GOAL OF THE EXERCISE:
Output the lines below from the one containing "Identify the reflection" through the end of the listing, inclusive, exactly as they appear, and nothing further.

Content starts

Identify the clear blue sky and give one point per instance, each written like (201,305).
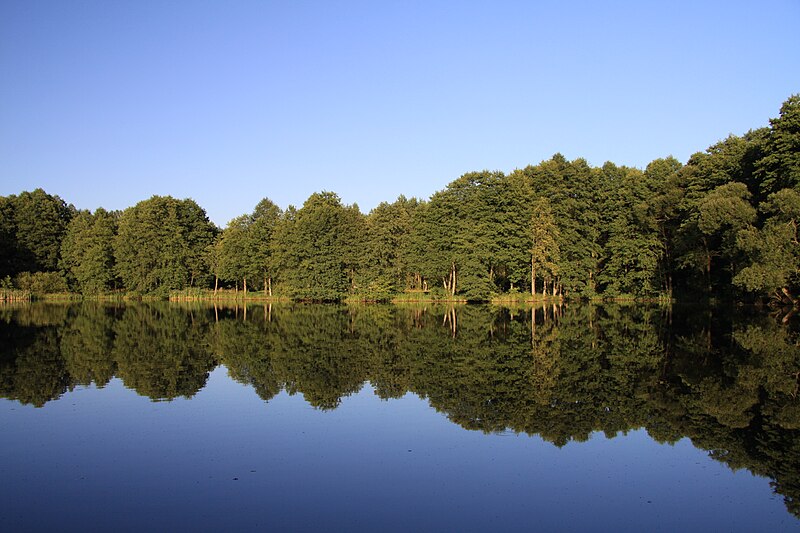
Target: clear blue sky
(107,103)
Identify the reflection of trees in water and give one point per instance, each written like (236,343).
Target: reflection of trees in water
(161,351)
(730,384)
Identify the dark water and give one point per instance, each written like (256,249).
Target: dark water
(381,418)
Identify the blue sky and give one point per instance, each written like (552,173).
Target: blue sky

Content ends

REPLY TO THE EXERCISE:
Identify the reflection of trees in water and give one point per instance, each written like (236,343).
Target: reflection of trees in water
(161,351)
(730,384)
Identify the dark water and give one point per instance, each written like (256,249).
Target: dark water
(381,418)
Identify the blue sky and give one point per instance, each written like (552,173).
Target: blue sky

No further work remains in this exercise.